== Tasks for this exercise ==
[1] Could you give the stock option passage again, from the part that opens with the words "year after the" and closes with "Capitalization; Other Adjustments.", swapping "termination" for "cessation"?
[2] Will you pick up the stock option passage after its last sentence and continue it?

== Passage given ==
Notwithstanding the foregoing, if an Optionee ceases to be a Board Member of the
Company for any reason, except death and disability, he or she may, but only
within ninety (90) days after the date he or she ceases to be a Board Member of
the Company, exercise his or her Option to the extent that he or she was
entitled to exercise it at the date of such termination, and in the case of the
Optionee's death or disability, the Optionee (or the Administrator or Executor
or other Representative of the Optionee's estate) may, but only within one (1)
year after the date he or she ceases to be a Board Member of the Company due to
death or disability, exercise his or her Option to the extent that he or she was
entitled to exercise it at the date of such termination; provided, however that
in no event may the Option be exercised after the ten (10) year term has
expired. To the extent that the Optionee was not entitled to exercise an Option
at the date of such termination, or if he or she does not exercise such Option
(which he or she was entitled to exercise) within the time specified herein, the
Option shall terminate.

              6. Adjustments Upon /Changes in Capitalization; Other Adjustments.
Subject to any required action by the shareholders of the Company, the number of
Shares and the Exercise Price shall be proportionately adjusted for any increase
or decrease in the number of issued shares of Common Stock resulting from a
stock split, reverse stock split, combination,

<PAGE>
reclassification, the payment of a stock dividend on the Common Stock or any
other increase or decrease in the number of shares of Common Stock of the
Company effected without receipt of consideration by the Company; provided,
however, that conversion of any convertible securities of the Company shall not
be deemed to have been "effected without receipt of consideration." Such
adjustment shall be made by the Board, whose determination in that respect shall
be final, binding and conclusive. Except as expressly provided herein, no issue
by the Company of shares of stock of any class, or securities convertible into
shares of stock of any class, shall affect and no adjustment by reason thereof
shall be made with respect to, the number of shares subject to, or the Exercise
Price of, this Option.

              The Board may, if it so determines in the exercise of its sole
discretion, also make provision for adjusting the number of shares, as well as
the Exercise Price, in the event that the Company effects one or more
reorganizations, recapitalizations, rights offerings, or other increases or
reductions of shares of its outstanding common stock, and in the event of the
Company being consolidated with or merged into any other corporation; provided,
however, that in no event shall the Optionee be adversely affected by such
adjustment.

== Supplied information ==
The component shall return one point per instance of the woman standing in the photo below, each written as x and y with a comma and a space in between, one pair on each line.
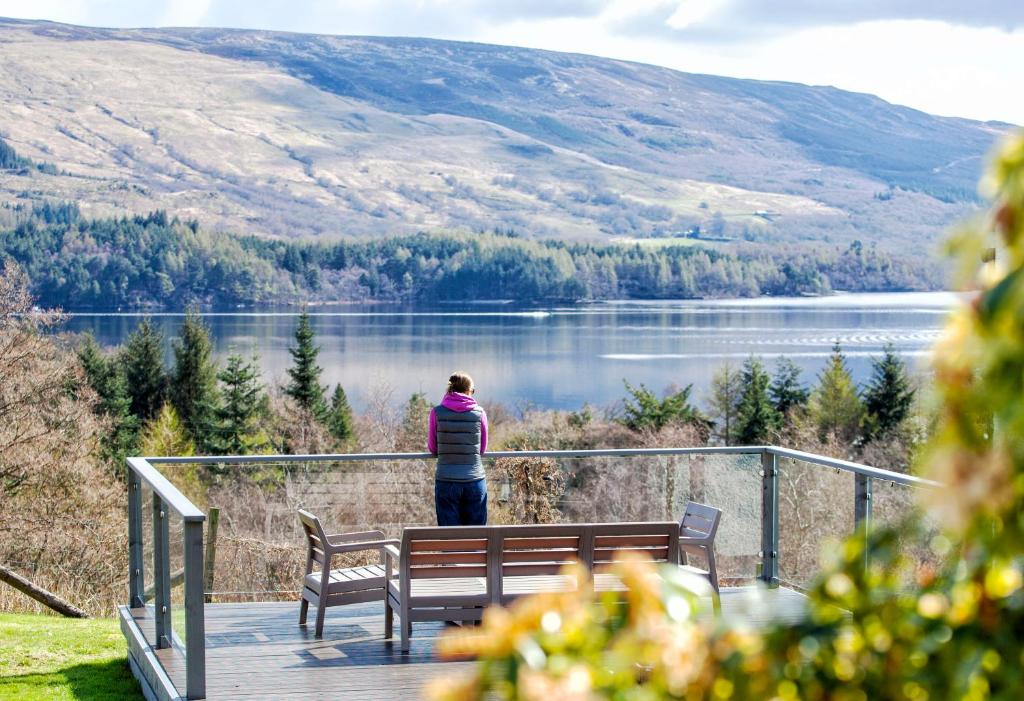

== Results of the tasks ==
[1]
year after the date he or she ceases to be a Board Member of the Company due to
death or disability, exercise his or her Option to the extent that he or she was
entitled to exercise it at the date of such cessation; provided, however that
in no event may the Option be exercised after the ten (10) year term has
expired. To the extent that the Optionee was not entitled to exercise an Option
at the date of such cessation, or if he or she does not exercise such Option
(which he or she was entitled to exercise) within the time specified herein, the
Option shall terminate.

              6. Adjustments Upon /Changes in Capitalization; Other Adjustments.

[2]
              The Board may, if it so determines in the exercise of its sole
discretion, also make provision for changing, modifying, amending or adjusting
any of the terms of this Option solely in order for the Company to perfect a
significant financing; provided, however, that in no event shall the Optionee be
adversely affected by such adjustment.

              7. Rights of Shareholder. Optionee shall have no rights as a
shareholder with respect to the shares until the date of the issuance or the
transfer to the Optionee of the certificate(s) for such shares and only after
the Exercise Price for such shares has been paid in full.

              8. Amendment. Except as set forth in Section 6, this Agreement may
not be amended without the written consent of the Optionee.

              9. Income Tax Withholding. The Optionee authorizes the Company to
withhold, in accordance with applicable law from any compensation payable to him
or her, any taxes required to be withheld by federal, state or local laws as a
result of the exercise of this Option. Furthermore, in the event of any
determination that the Company has failed to withhold a sum sufficient to pay
all withholding taxes due in connection with the exercise of this Option, the
Optionee agrees to pay the Company the amount of such deficiency in cash within
five (5) days after receiving a written demand from the Company to do so,
whether or not Optionee is an employee or director of the Company at that time.

              10. Investment Representations; Legends.

                  (a) Representations. The Optionee represents, warrants and
covenants that:

                       (i) Any shares purchased upon exercise of this Option
shall be acquired for the Optionee's account for investment only, and not with a
view to, or for sale in connection with, any distribution of the shares in
violation of the Securities Act of 1933 (the "Securities Act"), or any rule or
regulation under the Securities Act.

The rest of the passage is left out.